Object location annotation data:

******************************

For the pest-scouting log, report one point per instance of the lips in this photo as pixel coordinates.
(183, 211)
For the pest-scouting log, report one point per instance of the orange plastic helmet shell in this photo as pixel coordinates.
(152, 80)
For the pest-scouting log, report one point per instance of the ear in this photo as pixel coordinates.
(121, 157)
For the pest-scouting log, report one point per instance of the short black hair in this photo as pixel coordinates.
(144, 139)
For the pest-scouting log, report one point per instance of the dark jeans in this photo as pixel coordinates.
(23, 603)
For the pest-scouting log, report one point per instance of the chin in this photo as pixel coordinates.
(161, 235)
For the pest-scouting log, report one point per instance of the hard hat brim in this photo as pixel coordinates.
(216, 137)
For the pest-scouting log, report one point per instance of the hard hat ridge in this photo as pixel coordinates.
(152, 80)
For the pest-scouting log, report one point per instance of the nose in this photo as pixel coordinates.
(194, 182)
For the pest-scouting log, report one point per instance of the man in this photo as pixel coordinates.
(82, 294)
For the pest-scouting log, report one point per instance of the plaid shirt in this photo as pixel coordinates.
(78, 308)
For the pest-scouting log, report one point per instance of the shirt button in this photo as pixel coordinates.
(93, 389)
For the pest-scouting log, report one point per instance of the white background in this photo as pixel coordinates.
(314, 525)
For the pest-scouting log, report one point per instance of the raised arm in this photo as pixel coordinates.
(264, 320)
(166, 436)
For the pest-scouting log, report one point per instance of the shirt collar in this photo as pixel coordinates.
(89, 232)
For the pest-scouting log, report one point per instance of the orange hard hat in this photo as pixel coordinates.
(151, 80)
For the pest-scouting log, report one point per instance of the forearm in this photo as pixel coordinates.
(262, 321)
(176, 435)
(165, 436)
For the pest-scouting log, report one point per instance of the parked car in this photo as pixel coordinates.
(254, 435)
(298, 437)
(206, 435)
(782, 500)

******************************

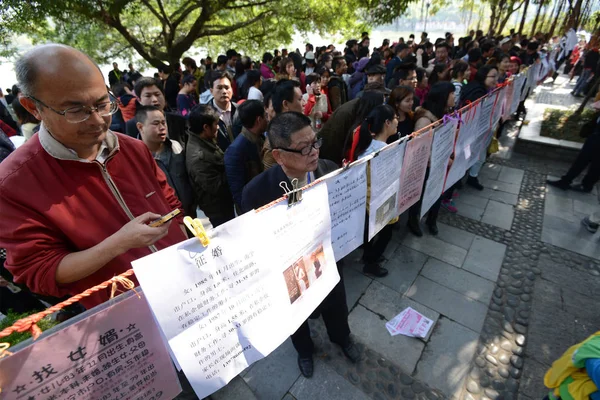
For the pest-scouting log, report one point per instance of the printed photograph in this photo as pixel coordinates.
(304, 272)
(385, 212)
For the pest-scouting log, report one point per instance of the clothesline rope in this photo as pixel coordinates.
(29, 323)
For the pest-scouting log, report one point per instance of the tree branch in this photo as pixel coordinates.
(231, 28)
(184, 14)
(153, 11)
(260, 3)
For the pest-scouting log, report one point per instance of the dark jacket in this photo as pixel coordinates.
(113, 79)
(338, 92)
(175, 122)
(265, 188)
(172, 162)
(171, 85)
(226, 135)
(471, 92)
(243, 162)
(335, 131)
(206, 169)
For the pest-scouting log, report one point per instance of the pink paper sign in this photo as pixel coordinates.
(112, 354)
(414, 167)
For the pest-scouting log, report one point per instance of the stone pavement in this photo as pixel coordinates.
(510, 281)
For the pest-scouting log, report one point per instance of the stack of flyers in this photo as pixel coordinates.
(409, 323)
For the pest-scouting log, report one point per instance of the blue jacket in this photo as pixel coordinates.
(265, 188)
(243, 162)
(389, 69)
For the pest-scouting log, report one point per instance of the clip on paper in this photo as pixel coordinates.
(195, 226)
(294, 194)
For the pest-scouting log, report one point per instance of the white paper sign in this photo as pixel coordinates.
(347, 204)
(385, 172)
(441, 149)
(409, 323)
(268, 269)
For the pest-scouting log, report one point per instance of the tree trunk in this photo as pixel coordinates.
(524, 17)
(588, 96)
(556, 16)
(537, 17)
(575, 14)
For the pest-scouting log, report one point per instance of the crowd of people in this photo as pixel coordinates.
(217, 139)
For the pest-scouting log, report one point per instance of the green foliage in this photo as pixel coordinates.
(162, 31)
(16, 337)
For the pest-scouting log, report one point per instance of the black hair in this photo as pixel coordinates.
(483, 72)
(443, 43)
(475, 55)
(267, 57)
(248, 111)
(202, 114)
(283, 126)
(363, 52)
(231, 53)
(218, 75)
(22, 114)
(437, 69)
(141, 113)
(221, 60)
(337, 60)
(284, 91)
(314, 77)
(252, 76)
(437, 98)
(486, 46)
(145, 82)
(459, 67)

******************************

What is required: Filter the entries above to every line that holds the string "black", and copy each such line. Case counts.

Worked answer:
For the pest-scouting log, report one point per instance of the short black hair in this photo as pixel coordinates.
For the pest-scouting log, report one point per instance of the black hair in this photo as pixel coordinates.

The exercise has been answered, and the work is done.